- **Série de consignes**
1. D'après le texte sur les promesses de longévité, pourquoi un empereur de Chine a-t-il bu du mercure ?
2. Réécrivez le texte sur les promesses de longévité depuis « Il y a de même » jusqu'à « et souvent dangereux. » inclus, en remplaçant « gélules » par « comprimés ».
3. Poursuivez le texte sur les promesses de longévité en enchaînant après sa dernière phrase.

- **Texte à lire**

▼▼▼

Il y a de même un ridicule évident à consommer de fortes doses de gélules aux effets méconnus pour préserver son corps en attendant la Singularité. Tout ceci rejoint le discours de charlatan, aussi vieux que l’humanité. Un Empereur de Chine s’est empoisonné en buvant du mercure, qui passait alors pour un élixir de longue vie, sinon de vie éternelle. Ces promesses bien légères sont maintenant avancées par des gens engagés, à pointe de la recherche, qui annoncent un avenir radieux et scientifique. Ces produits sont au mieux inoffensifs ; certains peuvent en outre être dangereux. Tout ceci est assurément fort peu scientifique. Ces discours se rapprochent singulièrement de ceux des sectes guérisseuses se réclament d’une « autre science », là encore avec des remèdes inoffensifs au mieux et souvent dangereux.

▲▲▲

- **Données fournies**
▼▼▼

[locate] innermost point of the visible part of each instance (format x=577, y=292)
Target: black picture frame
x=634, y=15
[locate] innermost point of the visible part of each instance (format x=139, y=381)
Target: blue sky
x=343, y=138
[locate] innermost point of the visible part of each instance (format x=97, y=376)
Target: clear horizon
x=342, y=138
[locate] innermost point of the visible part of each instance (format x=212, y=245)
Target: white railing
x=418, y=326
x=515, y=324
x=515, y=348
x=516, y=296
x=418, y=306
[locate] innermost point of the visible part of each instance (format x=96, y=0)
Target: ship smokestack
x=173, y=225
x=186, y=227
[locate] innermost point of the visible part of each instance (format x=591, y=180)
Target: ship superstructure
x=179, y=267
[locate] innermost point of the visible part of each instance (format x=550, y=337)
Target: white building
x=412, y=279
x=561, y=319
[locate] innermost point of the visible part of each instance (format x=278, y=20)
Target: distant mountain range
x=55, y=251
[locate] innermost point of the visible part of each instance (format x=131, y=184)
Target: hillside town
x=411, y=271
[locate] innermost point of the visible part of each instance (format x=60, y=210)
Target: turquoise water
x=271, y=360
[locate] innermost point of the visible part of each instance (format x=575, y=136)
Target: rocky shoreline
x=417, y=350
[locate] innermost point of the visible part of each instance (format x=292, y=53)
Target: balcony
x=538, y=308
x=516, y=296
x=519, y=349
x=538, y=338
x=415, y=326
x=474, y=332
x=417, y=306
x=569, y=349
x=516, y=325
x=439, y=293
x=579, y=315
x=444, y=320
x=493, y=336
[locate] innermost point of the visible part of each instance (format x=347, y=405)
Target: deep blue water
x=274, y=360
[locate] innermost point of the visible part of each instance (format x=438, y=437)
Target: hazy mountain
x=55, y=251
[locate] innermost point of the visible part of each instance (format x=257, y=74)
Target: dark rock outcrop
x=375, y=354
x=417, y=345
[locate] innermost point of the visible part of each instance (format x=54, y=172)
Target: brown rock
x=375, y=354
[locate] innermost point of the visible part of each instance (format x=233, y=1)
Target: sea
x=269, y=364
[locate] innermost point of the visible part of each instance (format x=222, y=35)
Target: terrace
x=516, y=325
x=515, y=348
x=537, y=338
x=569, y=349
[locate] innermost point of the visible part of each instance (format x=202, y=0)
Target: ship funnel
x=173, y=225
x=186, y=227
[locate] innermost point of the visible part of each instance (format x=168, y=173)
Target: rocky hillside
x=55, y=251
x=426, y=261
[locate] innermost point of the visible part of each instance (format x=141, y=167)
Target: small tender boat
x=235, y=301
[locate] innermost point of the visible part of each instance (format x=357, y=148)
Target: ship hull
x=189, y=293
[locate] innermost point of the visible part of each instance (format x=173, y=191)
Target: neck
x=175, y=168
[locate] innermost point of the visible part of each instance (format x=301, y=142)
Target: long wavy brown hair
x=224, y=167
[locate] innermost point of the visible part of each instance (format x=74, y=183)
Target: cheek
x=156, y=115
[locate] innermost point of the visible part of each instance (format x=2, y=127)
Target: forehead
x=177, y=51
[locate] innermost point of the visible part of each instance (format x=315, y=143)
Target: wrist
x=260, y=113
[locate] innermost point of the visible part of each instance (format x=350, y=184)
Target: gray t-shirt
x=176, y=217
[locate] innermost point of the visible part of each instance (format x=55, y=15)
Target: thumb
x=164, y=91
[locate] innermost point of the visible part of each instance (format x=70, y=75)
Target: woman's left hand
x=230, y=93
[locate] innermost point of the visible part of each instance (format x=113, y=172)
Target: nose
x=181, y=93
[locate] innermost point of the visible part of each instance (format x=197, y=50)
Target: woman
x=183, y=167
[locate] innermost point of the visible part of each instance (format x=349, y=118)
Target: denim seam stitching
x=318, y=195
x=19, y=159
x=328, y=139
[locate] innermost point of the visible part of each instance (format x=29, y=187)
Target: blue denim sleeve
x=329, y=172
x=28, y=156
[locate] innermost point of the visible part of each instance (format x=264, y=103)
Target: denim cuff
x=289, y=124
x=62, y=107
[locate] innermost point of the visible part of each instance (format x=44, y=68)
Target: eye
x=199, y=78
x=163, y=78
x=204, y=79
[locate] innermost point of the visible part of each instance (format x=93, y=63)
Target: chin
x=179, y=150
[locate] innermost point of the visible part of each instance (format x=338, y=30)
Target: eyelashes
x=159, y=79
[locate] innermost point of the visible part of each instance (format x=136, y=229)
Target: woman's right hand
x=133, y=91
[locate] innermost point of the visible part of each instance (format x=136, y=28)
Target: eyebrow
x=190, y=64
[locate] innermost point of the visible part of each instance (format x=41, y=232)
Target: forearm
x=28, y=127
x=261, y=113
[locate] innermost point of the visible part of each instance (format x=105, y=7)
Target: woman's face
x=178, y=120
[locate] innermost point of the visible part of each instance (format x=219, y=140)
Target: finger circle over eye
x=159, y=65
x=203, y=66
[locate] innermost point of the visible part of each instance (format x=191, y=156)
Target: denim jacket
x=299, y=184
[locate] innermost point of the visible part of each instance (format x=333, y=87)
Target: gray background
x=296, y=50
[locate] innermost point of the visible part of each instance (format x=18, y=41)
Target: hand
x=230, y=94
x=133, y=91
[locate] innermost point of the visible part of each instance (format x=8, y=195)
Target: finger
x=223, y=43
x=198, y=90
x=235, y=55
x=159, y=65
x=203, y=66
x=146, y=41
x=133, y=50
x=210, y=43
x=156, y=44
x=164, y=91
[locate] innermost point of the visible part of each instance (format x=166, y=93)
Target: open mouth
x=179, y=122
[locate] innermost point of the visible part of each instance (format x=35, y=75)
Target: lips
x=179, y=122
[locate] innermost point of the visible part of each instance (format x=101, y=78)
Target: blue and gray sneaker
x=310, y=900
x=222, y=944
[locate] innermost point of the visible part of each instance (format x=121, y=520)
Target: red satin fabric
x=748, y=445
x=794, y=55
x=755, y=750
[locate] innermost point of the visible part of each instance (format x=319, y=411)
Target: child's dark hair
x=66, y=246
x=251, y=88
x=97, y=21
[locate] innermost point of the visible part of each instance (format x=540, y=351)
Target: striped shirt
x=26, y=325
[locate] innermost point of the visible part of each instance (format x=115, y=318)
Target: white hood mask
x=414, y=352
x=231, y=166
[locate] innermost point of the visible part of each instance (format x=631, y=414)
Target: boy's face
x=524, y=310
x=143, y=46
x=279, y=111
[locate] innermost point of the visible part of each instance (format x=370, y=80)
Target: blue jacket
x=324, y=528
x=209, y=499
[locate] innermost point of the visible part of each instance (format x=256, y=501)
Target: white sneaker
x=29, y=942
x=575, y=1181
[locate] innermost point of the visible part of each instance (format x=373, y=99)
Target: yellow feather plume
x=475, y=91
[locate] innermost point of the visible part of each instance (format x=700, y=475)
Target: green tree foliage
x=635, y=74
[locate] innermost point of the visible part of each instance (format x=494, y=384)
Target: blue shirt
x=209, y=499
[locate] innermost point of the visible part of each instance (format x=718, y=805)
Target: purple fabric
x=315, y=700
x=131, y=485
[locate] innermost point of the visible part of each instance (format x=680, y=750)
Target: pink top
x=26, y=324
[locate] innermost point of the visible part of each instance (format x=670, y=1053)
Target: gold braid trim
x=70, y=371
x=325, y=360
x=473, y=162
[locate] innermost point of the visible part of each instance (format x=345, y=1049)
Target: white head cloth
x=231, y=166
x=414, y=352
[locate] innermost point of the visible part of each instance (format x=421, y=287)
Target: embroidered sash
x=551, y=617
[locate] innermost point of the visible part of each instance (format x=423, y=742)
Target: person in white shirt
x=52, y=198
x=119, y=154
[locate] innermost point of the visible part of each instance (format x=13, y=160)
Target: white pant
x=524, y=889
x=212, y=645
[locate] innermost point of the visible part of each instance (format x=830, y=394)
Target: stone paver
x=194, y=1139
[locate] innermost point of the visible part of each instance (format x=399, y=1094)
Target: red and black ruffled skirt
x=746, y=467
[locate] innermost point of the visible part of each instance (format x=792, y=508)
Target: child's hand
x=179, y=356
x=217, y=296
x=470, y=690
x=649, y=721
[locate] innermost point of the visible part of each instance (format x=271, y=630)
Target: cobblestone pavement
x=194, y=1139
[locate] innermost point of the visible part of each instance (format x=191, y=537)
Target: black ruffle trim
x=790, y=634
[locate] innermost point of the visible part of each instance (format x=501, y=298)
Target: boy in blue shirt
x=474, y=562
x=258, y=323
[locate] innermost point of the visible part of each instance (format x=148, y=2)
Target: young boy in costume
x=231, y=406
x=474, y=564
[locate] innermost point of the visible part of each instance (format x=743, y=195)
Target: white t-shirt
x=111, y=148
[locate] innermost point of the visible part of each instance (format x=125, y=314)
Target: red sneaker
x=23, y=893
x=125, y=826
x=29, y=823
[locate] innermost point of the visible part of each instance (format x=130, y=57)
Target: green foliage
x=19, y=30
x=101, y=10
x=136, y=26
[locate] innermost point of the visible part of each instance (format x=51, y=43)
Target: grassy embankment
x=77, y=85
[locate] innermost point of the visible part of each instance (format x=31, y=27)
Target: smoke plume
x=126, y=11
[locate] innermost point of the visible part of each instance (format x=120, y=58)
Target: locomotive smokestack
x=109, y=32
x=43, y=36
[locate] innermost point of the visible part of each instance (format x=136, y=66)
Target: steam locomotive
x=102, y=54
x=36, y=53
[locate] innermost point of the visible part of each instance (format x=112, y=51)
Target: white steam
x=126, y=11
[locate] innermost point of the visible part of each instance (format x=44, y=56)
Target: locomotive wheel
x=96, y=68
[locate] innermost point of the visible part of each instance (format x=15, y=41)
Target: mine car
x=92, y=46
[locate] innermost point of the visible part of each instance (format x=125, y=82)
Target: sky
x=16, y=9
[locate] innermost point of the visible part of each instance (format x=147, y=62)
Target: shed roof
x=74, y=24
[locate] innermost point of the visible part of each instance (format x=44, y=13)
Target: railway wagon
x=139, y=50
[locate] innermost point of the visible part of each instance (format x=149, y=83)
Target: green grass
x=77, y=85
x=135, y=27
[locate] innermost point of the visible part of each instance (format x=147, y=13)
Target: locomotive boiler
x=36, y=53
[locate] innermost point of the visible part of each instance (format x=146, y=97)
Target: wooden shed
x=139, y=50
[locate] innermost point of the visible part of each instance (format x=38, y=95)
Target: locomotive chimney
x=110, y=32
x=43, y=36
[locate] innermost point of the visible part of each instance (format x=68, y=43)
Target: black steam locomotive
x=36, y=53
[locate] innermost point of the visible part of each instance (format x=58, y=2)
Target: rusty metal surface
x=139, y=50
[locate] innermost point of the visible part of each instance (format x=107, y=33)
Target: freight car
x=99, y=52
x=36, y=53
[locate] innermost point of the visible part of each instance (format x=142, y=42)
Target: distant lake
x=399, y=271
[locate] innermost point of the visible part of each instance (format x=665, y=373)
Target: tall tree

▲▲▲

- **Résultats**
1. Il a bu du mercure parce que celui-ci passait alors pour un élixir de longue vie, sinon de vie éternelle.

2.
Il y a de même un ridicule évident à consommer de fortes doses de comprimés aux effets méconnus pour préserver son corps en attendant la Singularité. Tout ceci rejoint le discours de charlatan, aussi vieux que l’humanité. Un Empereur de Chine s’est empoisonné en buvant du mercure, qui passait alors pour un élixir de longue vie, sinon de vie éternelle. Ces promesses bien légères sont maintenant avancées par des gens engagés, à pointe de la recherche, qui annoncent un avenir radieux et scientifique. Ces produits sont au mieux inoffensifs ; certains peuvent en outre être dangereux. Tout ceci est assurément fort peu scientifique. Ces discours se rapprochent singulièrement de ceux des sectes guérisseuses se réclament d’une « autre science », là encore avec des remèdes inoffensifs au mieux et souvent dangereux.

3.
Une partie du dossier de L’Obs donne donc la parole à divers illuminés, dont le discours ne rencontre pas l’assentiment des journalistes de la gauche bien-pensante. Dmitri Itskov, dans une prédiction gratuite, promet une amélioration radicale de l’espèce humaine pour 2045, voire la fin de la mort. Ray Kurweil invoque le néocortex numérique comme voie du salut et du dépassement de l’humanité, périmée comme un vieux programme. Natasha Vita-More ramène la mort à une envie de mourir ; quelque mystérieuse énergie vitale donnerait-elle accès à une vie éternelle en un corps éternel – avec très fort parfum de Nouvel-Age ? D’autres, abondamment cités, ne paraissent guère plus crédibles, ou, au mieux, de leur propre point de vue transhumaniste, fort optimistes.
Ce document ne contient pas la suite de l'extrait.